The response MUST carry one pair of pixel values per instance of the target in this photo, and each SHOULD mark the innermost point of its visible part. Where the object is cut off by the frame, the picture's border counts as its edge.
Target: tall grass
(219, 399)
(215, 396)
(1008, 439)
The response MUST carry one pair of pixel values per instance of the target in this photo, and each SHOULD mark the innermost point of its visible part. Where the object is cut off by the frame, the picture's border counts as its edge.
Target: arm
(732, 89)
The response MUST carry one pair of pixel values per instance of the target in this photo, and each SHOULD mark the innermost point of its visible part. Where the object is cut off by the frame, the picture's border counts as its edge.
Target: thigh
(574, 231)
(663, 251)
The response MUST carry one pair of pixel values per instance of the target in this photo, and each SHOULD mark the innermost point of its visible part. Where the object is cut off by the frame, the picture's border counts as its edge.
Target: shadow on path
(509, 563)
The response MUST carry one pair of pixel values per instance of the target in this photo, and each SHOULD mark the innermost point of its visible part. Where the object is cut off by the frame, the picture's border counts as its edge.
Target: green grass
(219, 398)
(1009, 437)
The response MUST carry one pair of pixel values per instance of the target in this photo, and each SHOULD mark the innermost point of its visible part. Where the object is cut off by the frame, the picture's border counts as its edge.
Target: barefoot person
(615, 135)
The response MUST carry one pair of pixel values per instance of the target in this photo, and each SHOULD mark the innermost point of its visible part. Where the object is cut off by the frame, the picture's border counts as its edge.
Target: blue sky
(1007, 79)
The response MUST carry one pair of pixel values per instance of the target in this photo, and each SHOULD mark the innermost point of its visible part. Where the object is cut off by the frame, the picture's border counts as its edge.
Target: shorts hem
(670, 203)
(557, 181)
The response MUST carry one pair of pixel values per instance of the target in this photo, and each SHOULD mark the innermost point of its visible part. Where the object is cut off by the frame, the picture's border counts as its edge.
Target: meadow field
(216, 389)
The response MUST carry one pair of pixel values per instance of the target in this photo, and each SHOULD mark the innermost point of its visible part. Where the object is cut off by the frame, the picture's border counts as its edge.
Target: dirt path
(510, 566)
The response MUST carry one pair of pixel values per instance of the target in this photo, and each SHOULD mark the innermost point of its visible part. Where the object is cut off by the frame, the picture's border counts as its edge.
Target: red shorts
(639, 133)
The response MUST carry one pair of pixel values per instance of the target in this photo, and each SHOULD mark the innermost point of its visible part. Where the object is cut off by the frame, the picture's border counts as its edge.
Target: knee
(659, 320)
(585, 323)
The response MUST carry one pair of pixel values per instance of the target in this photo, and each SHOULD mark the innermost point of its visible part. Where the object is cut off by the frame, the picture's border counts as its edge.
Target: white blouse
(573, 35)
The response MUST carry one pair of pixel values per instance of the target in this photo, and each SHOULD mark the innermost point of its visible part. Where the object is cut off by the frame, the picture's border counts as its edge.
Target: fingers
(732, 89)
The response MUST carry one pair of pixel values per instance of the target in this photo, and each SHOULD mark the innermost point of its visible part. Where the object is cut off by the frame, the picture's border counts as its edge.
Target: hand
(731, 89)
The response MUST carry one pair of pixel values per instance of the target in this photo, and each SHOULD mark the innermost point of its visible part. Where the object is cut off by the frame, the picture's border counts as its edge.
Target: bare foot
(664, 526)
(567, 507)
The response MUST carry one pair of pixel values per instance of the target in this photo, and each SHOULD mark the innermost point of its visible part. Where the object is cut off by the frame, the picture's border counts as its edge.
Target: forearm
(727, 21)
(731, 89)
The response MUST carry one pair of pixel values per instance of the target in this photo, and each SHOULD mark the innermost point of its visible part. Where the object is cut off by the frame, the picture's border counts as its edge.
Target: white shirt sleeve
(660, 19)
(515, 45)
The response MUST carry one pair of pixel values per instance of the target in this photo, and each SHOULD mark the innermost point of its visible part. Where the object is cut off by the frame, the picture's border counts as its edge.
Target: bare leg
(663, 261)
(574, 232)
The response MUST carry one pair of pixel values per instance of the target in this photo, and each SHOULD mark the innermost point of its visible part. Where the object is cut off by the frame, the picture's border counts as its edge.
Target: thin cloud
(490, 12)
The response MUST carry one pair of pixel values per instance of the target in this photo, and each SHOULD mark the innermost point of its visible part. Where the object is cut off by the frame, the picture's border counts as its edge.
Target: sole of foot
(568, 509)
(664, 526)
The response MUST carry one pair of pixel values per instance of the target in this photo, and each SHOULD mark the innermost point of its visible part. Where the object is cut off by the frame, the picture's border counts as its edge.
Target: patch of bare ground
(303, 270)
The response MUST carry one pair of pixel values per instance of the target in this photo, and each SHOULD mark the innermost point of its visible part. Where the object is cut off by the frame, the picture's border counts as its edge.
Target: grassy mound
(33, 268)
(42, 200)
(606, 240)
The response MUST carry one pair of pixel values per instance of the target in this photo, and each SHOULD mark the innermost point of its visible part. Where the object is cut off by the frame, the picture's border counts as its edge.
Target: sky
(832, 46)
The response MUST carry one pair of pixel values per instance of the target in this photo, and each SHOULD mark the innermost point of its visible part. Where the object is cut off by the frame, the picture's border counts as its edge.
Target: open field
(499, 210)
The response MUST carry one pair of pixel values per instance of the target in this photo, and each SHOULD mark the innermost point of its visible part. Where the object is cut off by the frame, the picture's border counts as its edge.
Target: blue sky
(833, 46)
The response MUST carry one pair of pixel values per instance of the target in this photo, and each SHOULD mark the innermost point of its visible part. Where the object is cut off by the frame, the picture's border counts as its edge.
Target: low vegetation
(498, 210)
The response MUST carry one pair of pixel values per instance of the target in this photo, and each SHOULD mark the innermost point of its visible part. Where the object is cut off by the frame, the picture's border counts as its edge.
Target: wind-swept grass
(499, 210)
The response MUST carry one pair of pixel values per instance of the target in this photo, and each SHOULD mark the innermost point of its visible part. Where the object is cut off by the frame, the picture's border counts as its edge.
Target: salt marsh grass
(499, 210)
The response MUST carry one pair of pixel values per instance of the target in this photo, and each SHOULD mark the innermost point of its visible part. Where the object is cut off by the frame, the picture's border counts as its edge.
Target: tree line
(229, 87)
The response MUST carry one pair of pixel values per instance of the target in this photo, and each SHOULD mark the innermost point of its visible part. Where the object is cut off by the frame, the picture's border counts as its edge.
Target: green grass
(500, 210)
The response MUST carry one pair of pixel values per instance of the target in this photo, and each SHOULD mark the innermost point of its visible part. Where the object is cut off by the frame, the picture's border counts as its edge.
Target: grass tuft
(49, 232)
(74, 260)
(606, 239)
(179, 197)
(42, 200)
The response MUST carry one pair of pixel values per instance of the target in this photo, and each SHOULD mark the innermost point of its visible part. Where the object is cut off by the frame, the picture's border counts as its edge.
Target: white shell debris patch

§ Required task: Rewrite the part of the listing that opens at its start and closes with the line containing "(1008, 439)", both ends included, keeping every line and request. Multiply each coordinate in the answers by 1.35 and round to whole numbers, with halves rounded up.

§ The answer:
The response MUST carry one pair of pixel values per instance of the target in this photo, and each SHOULD mark the innermost point of its visible part. Where the object is cut off by the frame, the picture's border counts as its edge.
Target: tall grass
(296, 539)
(290, 535)
(1361, 593)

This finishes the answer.